#### What this task involves:
All of the data below should be set down again verbatim, without any images.

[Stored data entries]
__________________________________________________

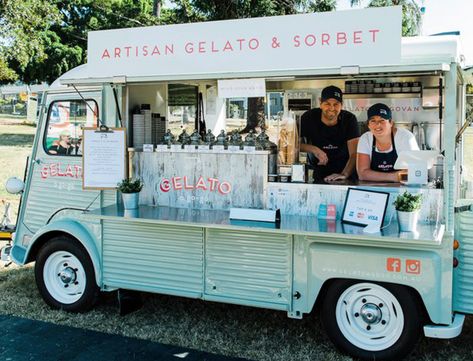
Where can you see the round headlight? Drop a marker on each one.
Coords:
(14, 185)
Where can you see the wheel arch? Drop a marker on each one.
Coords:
(414, 292)
(73, 230)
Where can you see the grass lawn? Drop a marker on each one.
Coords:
(252, 333)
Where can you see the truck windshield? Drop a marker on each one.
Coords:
(66, 119)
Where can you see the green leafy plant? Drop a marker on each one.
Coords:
(129, 185)
(407, 202)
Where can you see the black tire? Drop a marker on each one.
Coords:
(368, 327)
(65, 275)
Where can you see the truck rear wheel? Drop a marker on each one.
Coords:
(65, 275)
(371, 321)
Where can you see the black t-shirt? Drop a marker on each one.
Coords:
(332, 140)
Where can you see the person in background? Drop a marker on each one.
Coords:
(331, 135)
(378, 148)
(62, 146)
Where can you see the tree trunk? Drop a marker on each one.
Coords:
(157, 8)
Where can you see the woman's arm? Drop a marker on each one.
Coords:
(363, 168)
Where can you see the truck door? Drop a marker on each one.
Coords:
(54, 185)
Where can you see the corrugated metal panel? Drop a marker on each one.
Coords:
(49, 193)
(251, 266)
(152, 257)
(463, 274)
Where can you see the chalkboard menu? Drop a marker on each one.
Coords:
(104, 163)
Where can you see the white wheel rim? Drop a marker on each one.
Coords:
(369, 316)
(64, 277)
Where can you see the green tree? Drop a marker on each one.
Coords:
(22, 24)
(411, 14)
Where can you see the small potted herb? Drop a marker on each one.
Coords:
(130, 189)
(408, 206)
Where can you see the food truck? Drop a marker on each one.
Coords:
(214, 221)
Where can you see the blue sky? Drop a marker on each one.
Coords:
(442, 16)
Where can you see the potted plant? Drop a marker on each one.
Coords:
(130, 189)
(408, 206)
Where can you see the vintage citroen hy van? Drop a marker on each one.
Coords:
(377, 292)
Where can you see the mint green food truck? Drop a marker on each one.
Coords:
(242, 222)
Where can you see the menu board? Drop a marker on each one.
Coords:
(103, 160)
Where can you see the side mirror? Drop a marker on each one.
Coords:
(14, 185)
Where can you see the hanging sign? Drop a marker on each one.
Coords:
(365, 37)
(242, 88)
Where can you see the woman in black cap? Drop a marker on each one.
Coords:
(377, 149)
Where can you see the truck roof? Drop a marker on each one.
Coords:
(418, 55)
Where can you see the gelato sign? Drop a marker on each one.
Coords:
(296, 42)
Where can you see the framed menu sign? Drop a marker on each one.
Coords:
(103, 160)
(365, 207)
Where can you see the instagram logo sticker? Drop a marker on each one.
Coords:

__________________________________________________

#### Exercise answer:
Where can you see the round headlight? Drop a marker on each one.
Coords:
(14, 185)
Where can you see the wheel arch? Drop a marker on each one.
Coords:
(414, 292)
(73, 230)
Where can you see the grass lawn? Drop a marker on each one.
Coords:
(252, 333)
Where can you see the truck windshield? Drop a marker on each one.
Coords:
(66, 119)
Where can you see the green leafy plant? Drop a marker on each one.
Coords:
(129, 185)
(407, 202)
Where can you see the black tire? Drop a marker on each one.
Coords:
(368, 327)
(65, 275)
Where can you see the truck rear wheel? Drop a marker on each one.
Coords:
(65, 275)
(371, 321)
Where can you see the black t-shirt? Drop a marker on each one.
Coords:
(332, 140)
Where can you see the person in background? Drop a marker on each one.
Coords:
(331, 135)
(378, 148)
(62, 146)
Where can you see the tree trunk? Drop a marker on each one.
Coords:
(157, 8)
Where can you see the woman's arm? Drop a marker on each one.
Coords:
(363, 168)
Where can you see the truck door? Drop a marker on each one.
Coords:
(54, 185)
Where can you see the corrugated metal panel? Drop a marker on each one.
Coords:
(49, 193)
(251, 266)
(152, 257)
(463, 274)
Where can you see the chalkboard menu? Drop a marker on each one.
Coords:
(104, 163)
Where can you see the white wheel rim? Drop a marker on each one.
Coords:
(369, 316)
(64, 277)
Where can you see the green tree? Drop a marker on each one.
Coords:
(22, 24)
(411, 14)
Where can you see the small potted herb? Drop a marker on each one.
Coords:
(130, 189)
(408, 206)
Where can you see the food truck? Drop a marker on each one.
Coords:
(214, 221)
Where can you see the blue sky? Drop a marker on each one.
Coords:
(442, 16)
Where can you see the potted plant? Drop a marker on each one.
Coords:
(130, 189)
(408, 206)
Where can you see the vintage citroen hy van? Drop a marker on each one.
Coords:
(377, 292)
Where can you see the mint green food truck? Drop a marker on each one.
Coords:
(242, 222)
Where can you see the menu board? Drop a marker on each one.
Coords:
(103, 160)
Where can you see the side mirror? Drop a marker on each one.
Coords:
(14, 185)
Where can you see the hanging sign? Drop a marker on each one.
Coords:
(365, 37)
(242, 88)
Where can you see the woman in black cap? Drop a marker on each one.
Coords:
(377, 149)
Where can you see the truck roof? Drop a marker on each one.
Coords:
(418, 55)
Where can you see the gelato sign? Drop a marker on each one.
Coords:
(296, 42)
Where can you see the framed menu sign? Drop a marker on each one.
Coords:
(103, 160)
(365, 207)
Where can you see the instagram logo sticker? Drop a marker on each one.
Coords:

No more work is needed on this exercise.